■ CONSIGNE A ■
Recopiez mot pour mot le passage du texte sur les conflits d'intérêts ci-dessous, en commençant aux mots « SESSION DE 1997-1998 » et en vous arrêtant après « Coveliers et Nothomb) ».

■ TEXTE SOURCE ■
1-1009/1

1-1009/1

Sénat de Belgique

SESSION DE 1997-1998

3 JUIN 1998


Proposition de loi spéciale modifiant l'article 32, § 1er , alinéas 1er et 2, de la loi ordinaire du 9 août 1980 de réformes institutionnelles

(Déposée par MM. Coveliers et Nothomb)


DÉVELOPPEMENTS


Conformément à l'article 143 de la Constitution, l'article 32 de la loi ordinaire du 9 août 1980 de réformes institutionnelles prévoit plusieurs procédures destinées à prévenir et à régler les éventuels conflits d'intérêts.

Il n'existe toutefois aucune définition légale de la notion de « conflits d'intérêts ». La doctrine se borne à placer ce concept en regard de celui de conflit de compétence (1). On pose dès lors d'une manière générale qu'un conflit d'intérêts naît lorsque l'État fédéral, une communauté ou une région adopte des mesures pouvant léser gravement (2) les intérêts d'un autre pouvoir, sans que cette lésion résulte de la violation d'une règle de droit (3). En d'autres termes, « il n'y a conflit d'intérêts à l'état pur que lorsque l'acte ou l'abstention de nature à léser gravement l'intérêt d'une des parties publiques en présence émane d'une autorité dont la compétence est avérée. » (4).

■ Fiches pour repérer des choses nommées ■
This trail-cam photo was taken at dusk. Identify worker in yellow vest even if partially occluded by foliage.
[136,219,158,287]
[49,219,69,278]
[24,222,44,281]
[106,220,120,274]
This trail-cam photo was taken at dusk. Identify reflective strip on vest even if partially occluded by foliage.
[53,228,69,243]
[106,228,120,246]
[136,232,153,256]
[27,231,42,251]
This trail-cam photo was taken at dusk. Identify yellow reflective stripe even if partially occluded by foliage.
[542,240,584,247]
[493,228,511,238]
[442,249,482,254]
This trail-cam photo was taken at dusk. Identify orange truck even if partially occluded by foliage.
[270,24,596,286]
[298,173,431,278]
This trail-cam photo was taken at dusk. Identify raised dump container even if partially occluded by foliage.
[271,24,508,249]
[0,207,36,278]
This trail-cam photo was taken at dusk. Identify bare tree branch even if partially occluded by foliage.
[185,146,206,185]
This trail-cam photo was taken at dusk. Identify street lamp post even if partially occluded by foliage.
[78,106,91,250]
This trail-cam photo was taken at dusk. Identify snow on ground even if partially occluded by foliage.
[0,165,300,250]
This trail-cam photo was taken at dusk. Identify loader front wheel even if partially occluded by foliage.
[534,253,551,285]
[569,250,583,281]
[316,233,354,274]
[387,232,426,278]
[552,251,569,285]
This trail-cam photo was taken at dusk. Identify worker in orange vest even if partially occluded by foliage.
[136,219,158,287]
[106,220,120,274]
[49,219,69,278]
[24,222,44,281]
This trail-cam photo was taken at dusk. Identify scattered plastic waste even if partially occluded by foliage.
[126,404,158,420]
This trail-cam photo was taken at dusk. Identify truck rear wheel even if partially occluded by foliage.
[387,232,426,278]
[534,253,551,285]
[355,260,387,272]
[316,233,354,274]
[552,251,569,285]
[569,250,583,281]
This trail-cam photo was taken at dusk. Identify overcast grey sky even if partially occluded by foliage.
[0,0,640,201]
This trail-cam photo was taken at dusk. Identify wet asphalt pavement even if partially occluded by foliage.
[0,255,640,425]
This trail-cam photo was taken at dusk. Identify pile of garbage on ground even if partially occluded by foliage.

■ CONSIGNE B ■
Reprenez uniquement les lignes des fiches ci-dessus, de la toute première jusqu'à celle qui contient « [27,231,42,251] », les deux incluses et les lignes de demande comprises. Multipliez par 2,3 chaque coordonnée des réponses et arrondissez à l'entier le plus proche, les demis vers le haut.

■ RÉPONSE COMPLÈTE A ■
SESSION DE 1997-1998

3 JUIN 1998


Proposition de loi spéciale modifiant l'article 32, § 1er , alinéas 1er et 2, de la loi ordinaire du 9 août 1980 de réformes institutionnelles

(Déposée par MM. Coveliers et Nothomb)

■ RÉPONSE COMPLÈTE B ■
This trail-cam photo was taken at dusk. Identify worker in yellow vest even if partially occluded by foliage.
[313,504,363,660]
[113,504,159,639]
[55,511,101,646]
[244,506,276,630]
This trail-cam photo was taken at dusk. Identify reflective strip on vest even if partially occluded by foliage.
[122,524,159,559]
[244,524,276,566]
[313,534,352,589]
[62,531,97,577]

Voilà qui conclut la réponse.